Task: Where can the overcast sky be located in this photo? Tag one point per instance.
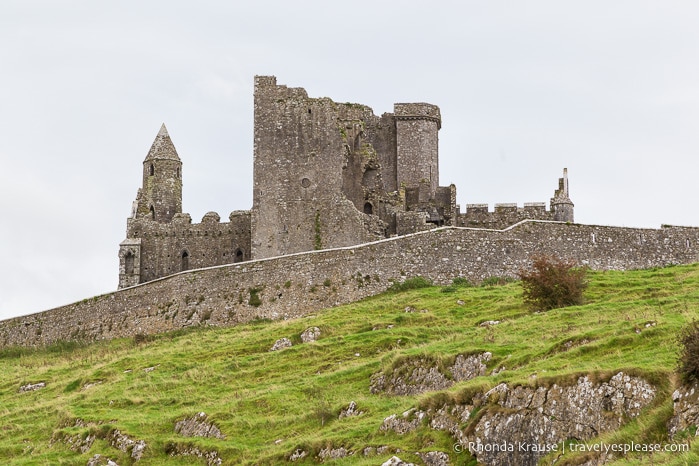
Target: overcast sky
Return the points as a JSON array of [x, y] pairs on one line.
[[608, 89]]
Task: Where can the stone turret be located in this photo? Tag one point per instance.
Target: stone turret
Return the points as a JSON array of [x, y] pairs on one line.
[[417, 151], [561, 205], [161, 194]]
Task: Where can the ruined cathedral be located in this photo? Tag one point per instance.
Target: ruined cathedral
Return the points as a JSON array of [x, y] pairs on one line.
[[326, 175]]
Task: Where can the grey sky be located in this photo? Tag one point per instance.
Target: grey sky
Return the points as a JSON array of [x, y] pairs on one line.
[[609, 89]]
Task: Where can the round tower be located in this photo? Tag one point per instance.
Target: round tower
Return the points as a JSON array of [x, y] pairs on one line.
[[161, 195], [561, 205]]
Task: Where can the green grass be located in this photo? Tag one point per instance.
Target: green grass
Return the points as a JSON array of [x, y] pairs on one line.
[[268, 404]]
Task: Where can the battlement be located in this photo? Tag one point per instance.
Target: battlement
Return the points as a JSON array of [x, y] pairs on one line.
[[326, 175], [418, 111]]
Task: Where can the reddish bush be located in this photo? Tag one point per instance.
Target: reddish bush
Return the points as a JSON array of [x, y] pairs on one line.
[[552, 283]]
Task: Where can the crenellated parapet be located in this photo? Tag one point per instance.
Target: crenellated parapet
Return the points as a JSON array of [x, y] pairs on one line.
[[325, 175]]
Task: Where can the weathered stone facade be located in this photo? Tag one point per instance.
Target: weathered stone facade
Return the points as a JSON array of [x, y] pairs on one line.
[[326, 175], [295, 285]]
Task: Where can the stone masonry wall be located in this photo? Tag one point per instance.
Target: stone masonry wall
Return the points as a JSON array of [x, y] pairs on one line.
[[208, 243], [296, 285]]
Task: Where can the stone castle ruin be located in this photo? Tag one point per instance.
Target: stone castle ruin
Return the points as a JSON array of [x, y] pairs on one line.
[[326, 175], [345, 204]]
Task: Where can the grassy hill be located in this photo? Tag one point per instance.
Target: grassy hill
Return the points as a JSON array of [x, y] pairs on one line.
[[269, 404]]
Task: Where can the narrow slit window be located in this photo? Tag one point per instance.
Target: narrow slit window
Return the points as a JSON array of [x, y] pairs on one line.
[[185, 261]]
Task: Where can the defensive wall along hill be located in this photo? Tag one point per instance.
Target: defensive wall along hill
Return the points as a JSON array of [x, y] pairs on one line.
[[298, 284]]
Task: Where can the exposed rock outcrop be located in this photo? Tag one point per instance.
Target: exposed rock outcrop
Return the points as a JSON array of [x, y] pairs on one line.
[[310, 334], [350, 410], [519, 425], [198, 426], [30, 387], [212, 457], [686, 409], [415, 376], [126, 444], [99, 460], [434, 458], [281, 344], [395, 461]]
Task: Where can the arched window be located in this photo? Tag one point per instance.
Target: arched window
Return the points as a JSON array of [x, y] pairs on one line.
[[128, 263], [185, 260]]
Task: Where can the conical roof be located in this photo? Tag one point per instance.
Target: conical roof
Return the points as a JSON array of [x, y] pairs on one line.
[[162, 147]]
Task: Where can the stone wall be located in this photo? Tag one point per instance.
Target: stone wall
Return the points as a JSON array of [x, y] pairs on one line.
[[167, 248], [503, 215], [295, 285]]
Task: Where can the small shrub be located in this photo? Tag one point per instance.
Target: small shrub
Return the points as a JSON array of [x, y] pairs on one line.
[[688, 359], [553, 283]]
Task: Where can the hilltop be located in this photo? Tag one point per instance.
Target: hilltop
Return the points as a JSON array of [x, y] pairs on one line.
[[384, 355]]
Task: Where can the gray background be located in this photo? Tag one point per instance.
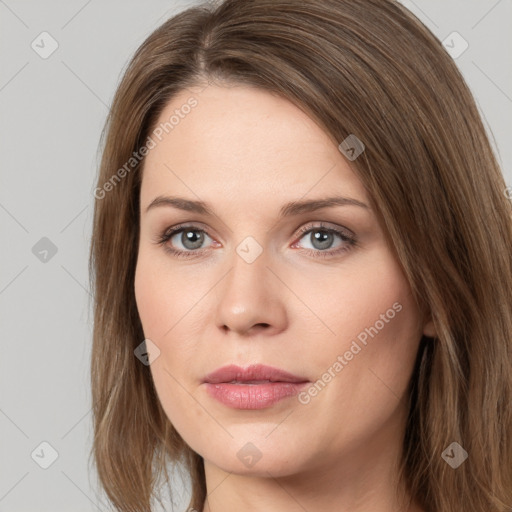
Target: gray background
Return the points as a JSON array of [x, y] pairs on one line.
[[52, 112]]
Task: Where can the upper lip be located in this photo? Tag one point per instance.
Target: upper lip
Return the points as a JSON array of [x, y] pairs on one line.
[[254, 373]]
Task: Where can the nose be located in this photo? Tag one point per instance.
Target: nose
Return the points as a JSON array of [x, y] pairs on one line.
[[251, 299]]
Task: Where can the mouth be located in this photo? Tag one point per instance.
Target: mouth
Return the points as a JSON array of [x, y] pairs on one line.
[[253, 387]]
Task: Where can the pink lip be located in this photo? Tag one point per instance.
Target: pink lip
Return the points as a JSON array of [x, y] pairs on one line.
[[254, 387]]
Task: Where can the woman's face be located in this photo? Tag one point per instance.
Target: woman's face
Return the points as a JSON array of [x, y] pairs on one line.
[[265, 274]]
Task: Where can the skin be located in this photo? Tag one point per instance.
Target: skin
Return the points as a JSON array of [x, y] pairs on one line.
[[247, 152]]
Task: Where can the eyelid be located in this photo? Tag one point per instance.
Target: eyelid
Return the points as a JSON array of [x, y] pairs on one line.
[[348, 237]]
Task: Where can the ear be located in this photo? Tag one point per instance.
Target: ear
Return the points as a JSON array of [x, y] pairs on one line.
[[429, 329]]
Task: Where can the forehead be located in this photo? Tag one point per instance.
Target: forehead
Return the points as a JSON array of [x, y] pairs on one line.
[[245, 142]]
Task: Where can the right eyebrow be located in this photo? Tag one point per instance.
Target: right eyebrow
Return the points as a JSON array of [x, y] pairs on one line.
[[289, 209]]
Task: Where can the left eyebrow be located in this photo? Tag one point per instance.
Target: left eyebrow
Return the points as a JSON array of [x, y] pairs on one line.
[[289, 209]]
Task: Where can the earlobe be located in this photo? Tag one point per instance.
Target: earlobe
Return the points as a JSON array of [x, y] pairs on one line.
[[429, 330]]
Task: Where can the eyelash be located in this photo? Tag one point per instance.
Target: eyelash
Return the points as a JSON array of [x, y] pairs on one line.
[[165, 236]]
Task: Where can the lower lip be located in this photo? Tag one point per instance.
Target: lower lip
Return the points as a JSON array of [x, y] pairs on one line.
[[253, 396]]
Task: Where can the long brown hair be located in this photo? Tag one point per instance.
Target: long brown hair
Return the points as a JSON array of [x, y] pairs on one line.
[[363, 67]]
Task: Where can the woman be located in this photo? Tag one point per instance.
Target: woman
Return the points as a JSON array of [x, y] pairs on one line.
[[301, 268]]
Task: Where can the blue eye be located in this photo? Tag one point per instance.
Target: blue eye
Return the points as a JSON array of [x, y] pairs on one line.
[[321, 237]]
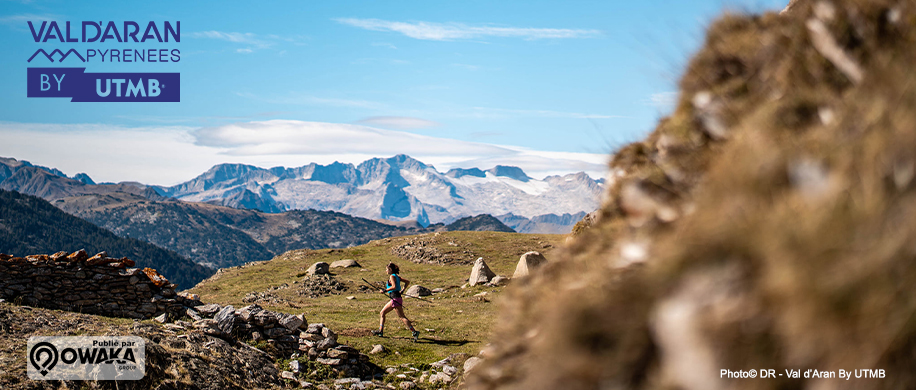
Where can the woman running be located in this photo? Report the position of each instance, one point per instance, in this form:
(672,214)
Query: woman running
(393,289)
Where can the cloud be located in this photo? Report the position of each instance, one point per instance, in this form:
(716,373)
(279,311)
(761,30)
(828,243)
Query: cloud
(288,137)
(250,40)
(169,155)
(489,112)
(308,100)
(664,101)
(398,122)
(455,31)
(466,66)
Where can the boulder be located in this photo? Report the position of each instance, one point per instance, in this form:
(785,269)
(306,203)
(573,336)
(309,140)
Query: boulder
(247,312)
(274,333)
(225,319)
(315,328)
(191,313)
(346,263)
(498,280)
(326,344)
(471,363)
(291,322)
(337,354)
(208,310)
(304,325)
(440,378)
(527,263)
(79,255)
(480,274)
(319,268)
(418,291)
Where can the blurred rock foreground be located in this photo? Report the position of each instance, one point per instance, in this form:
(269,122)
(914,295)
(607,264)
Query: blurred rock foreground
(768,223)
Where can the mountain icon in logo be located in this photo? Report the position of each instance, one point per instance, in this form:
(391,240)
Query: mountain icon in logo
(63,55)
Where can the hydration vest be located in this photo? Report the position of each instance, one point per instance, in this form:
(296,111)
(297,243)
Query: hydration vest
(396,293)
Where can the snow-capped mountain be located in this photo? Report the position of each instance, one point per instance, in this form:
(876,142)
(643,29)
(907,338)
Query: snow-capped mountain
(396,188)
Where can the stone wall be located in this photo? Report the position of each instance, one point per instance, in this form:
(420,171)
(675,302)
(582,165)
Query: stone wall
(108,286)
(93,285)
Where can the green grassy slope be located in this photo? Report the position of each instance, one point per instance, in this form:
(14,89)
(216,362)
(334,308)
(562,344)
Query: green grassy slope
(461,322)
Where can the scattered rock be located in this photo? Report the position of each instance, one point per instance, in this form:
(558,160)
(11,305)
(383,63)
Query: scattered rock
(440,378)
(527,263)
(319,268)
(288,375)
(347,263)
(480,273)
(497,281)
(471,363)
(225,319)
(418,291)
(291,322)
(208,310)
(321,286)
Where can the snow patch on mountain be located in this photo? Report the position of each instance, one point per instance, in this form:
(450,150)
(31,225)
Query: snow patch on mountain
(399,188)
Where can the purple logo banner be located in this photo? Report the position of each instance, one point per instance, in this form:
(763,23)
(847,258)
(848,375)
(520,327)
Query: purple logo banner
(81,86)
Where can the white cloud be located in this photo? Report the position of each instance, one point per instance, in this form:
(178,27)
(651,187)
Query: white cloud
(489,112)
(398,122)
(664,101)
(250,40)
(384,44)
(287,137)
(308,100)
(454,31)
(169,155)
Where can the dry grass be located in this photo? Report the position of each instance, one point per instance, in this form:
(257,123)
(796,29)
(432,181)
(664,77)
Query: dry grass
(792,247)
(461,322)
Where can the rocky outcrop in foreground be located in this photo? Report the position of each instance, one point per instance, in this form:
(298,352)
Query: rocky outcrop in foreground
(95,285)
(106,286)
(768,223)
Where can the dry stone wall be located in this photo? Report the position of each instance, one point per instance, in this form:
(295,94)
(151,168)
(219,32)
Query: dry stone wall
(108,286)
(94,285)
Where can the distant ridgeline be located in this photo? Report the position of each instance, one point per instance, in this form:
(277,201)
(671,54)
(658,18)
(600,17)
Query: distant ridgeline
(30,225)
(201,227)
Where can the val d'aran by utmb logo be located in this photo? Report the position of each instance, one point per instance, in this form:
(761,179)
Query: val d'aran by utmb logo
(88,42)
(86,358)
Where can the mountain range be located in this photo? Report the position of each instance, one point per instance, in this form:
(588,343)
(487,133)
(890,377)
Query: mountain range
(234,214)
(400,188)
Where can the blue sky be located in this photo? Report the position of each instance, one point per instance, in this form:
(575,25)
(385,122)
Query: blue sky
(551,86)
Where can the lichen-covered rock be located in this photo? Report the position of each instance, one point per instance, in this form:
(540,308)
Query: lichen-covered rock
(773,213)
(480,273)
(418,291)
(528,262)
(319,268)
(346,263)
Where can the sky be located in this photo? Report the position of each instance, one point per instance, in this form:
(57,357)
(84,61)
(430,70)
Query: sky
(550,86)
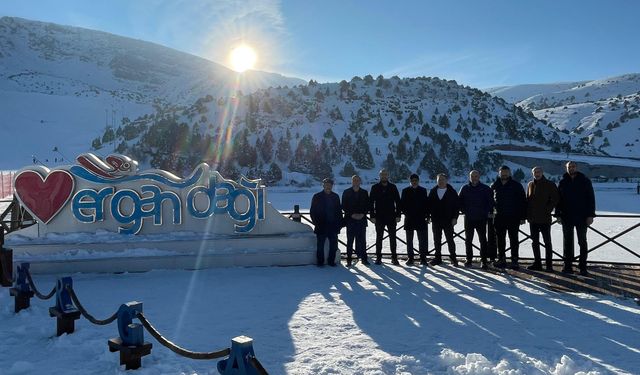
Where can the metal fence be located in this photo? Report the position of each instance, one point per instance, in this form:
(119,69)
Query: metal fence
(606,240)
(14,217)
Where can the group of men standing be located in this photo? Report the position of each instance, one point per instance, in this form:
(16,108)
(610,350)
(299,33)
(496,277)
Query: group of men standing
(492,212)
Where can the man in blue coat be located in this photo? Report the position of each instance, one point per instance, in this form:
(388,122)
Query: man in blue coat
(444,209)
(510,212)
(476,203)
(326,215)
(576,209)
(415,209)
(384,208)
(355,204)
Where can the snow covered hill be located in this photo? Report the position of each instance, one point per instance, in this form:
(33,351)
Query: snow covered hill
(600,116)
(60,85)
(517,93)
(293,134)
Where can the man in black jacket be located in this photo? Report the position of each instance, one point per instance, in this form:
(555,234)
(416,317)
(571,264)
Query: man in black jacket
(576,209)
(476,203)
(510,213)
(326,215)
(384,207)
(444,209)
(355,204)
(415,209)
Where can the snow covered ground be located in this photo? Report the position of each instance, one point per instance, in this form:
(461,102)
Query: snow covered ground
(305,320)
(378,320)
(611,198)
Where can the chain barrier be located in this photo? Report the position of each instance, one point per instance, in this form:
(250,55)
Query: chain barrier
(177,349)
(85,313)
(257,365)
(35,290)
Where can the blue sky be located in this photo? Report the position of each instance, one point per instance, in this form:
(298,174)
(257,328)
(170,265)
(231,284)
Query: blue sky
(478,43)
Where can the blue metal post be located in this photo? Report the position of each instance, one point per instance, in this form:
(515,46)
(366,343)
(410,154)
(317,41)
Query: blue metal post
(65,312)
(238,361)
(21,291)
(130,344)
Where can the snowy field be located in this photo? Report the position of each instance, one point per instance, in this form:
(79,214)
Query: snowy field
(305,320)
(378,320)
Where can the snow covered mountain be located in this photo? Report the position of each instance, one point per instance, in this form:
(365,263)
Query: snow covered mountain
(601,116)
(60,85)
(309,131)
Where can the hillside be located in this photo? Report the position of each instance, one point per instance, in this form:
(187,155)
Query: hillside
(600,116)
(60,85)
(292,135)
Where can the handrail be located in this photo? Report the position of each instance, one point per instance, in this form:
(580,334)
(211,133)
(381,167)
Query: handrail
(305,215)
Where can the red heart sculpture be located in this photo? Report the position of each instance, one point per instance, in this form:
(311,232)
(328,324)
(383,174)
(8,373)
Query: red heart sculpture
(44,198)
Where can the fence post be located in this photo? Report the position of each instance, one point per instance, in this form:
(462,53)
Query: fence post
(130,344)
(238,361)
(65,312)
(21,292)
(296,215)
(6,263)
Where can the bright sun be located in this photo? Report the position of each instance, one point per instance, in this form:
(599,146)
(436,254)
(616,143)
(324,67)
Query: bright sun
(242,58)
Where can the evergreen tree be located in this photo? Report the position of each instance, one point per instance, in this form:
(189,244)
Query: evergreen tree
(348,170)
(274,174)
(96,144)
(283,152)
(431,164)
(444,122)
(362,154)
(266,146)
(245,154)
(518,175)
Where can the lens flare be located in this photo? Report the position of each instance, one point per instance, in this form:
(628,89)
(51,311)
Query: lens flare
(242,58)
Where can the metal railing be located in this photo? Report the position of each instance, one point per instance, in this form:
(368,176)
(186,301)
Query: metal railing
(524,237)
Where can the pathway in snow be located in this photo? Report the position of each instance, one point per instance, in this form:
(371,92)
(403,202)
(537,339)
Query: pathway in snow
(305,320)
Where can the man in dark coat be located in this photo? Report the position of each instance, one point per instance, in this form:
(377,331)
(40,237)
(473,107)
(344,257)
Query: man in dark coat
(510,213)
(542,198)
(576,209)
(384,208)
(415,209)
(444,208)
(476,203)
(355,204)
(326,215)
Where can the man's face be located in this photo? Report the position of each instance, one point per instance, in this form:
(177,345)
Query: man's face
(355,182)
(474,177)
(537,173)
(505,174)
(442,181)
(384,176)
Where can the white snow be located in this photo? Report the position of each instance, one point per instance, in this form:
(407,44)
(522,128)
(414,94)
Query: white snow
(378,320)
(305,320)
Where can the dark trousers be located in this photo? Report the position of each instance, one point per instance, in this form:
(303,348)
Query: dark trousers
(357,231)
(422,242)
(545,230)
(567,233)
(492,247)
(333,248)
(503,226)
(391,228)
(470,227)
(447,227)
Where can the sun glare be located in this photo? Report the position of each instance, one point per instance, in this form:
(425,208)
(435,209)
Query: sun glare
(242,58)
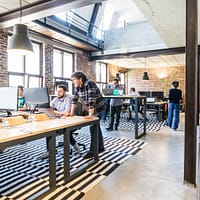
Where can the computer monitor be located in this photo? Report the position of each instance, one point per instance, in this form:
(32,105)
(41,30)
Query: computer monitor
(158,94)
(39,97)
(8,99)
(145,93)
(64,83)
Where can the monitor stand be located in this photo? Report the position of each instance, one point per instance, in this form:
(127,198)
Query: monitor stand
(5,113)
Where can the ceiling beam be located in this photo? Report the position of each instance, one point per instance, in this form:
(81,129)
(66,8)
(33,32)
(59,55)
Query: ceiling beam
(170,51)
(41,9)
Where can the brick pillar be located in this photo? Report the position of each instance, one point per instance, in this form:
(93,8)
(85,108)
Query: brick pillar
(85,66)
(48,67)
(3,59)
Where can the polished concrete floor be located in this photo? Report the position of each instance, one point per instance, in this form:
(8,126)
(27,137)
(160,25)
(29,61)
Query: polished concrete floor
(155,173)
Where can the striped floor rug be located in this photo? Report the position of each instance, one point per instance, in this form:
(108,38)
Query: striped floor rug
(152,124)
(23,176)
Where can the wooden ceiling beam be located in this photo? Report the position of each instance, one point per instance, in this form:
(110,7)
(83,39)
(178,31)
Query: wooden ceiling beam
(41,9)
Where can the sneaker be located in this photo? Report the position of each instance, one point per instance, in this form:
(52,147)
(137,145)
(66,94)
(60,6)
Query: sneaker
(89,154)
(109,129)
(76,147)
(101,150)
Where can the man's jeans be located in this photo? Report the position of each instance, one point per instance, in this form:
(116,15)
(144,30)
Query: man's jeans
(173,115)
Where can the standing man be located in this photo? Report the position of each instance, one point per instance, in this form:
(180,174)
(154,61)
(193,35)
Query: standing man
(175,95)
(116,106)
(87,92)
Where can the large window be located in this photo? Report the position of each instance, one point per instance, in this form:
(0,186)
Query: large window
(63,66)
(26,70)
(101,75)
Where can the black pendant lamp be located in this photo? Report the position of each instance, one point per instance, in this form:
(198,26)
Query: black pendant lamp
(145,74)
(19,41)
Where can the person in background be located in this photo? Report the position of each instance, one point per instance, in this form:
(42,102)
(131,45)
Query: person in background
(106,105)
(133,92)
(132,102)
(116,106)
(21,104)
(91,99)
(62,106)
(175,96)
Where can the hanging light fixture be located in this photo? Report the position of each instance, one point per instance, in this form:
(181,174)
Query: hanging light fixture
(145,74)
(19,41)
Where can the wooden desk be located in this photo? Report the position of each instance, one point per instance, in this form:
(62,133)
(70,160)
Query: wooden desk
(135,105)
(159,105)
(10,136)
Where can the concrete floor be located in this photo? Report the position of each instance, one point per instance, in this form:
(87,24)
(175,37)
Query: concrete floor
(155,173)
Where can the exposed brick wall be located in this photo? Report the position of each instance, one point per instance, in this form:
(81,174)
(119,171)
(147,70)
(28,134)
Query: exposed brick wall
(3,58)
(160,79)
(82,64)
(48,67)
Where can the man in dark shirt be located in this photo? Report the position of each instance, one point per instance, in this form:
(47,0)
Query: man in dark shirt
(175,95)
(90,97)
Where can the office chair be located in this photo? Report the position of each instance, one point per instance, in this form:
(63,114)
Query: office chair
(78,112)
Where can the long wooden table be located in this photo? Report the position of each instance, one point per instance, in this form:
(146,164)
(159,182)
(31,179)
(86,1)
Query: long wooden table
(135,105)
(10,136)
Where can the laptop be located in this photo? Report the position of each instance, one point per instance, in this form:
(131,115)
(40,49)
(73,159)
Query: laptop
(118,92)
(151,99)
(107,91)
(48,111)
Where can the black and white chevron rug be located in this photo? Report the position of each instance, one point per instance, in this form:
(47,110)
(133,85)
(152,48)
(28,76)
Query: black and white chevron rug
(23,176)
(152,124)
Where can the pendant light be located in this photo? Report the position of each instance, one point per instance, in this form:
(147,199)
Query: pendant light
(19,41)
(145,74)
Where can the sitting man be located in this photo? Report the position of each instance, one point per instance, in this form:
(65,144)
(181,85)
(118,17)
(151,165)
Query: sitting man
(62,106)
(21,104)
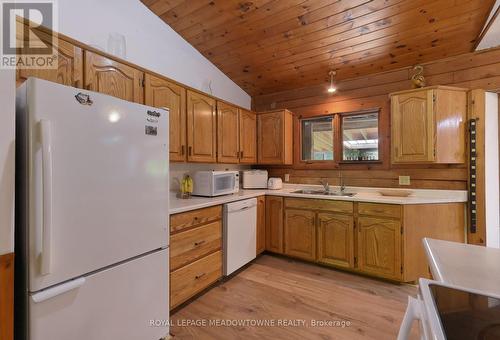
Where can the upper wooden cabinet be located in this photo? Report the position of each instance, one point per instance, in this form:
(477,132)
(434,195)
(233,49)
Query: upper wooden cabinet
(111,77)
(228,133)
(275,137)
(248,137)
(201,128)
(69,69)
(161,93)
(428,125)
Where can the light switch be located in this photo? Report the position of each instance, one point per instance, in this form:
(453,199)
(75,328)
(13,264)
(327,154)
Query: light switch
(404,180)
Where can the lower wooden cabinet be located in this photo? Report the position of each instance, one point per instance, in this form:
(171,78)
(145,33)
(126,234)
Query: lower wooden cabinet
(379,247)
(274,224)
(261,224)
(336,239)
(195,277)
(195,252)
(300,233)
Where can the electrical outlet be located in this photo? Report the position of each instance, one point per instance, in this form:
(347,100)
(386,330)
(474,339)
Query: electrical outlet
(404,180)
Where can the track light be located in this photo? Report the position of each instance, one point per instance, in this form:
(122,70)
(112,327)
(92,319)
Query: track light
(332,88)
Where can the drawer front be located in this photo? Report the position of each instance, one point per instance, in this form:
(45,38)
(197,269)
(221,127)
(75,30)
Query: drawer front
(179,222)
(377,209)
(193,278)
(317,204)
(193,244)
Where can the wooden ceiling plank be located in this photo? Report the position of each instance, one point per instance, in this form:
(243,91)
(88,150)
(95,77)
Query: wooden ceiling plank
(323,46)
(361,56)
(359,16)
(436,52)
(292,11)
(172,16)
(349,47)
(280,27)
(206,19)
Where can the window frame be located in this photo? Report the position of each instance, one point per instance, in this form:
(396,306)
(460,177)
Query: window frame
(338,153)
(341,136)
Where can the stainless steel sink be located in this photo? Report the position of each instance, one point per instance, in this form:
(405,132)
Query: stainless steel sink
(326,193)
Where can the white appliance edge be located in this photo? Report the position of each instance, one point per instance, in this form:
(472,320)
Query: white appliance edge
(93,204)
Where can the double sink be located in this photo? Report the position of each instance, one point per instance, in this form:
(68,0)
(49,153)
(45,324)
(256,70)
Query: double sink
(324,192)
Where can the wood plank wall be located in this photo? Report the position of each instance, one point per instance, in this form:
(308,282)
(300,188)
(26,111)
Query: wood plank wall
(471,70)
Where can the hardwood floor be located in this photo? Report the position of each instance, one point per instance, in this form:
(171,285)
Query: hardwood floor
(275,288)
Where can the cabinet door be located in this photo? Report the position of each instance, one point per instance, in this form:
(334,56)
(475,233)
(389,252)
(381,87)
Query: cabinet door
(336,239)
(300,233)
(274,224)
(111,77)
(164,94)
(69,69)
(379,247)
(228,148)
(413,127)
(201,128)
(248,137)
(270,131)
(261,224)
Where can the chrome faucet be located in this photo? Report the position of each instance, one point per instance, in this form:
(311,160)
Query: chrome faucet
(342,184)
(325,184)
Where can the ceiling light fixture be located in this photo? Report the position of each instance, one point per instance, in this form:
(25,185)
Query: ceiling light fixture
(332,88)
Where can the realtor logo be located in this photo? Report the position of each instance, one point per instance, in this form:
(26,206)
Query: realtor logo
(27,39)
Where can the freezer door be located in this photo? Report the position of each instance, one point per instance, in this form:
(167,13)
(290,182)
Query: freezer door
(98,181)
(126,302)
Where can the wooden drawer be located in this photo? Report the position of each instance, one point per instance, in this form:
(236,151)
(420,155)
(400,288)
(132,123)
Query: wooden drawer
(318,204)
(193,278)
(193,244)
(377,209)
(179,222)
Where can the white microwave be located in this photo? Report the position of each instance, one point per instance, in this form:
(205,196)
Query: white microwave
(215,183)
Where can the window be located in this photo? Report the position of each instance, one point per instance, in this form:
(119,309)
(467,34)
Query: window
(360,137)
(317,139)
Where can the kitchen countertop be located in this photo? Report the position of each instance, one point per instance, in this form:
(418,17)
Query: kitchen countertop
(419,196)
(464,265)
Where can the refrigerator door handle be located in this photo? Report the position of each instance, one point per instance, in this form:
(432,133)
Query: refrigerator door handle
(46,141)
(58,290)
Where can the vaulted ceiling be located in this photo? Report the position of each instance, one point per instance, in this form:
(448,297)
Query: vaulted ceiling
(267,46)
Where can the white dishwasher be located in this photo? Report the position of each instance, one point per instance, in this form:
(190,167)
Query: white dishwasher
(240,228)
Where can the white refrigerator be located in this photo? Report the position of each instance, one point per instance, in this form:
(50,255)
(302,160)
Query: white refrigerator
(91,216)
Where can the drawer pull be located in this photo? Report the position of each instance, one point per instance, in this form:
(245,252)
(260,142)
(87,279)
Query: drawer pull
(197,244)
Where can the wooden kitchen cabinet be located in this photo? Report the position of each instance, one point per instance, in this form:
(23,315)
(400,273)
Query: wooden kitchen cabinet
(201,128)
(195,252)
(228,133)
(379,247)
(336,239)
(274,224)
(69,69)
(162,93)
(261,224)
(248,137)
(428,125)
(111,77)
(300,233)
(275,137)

Directions -> Write out each line above with the word "weathered".

Solution ->
Task: Where can the weathered stone facade be located in this photo? Tag one point per instance.
Target: weathered stone facade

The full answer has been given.